» AIM OF THE TASK: Copy out every item below in full, scaling each answer coordinate by 0.65 and rounding to whole numbers, with halves rounded up. Leave all other numbers in the items unchanged.

-- BEGIN DATA FOR PROCESSING --

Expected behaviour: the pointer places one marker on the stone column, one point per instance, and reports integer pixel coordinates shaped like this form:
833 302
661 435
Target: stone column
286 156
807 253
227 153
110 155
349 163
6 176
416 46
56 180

-- END DATA FOR PROCESSING --

» FULL OUTPUT:
Expected behaviour: the pointer places one marker on the stone column, one point per instance, and reports integer pixel coordinates shaped like this form:
833 302
661 435
Target: stone column
186 101
525 164
148 99
72 101
227 106
4 114
270 30
36 117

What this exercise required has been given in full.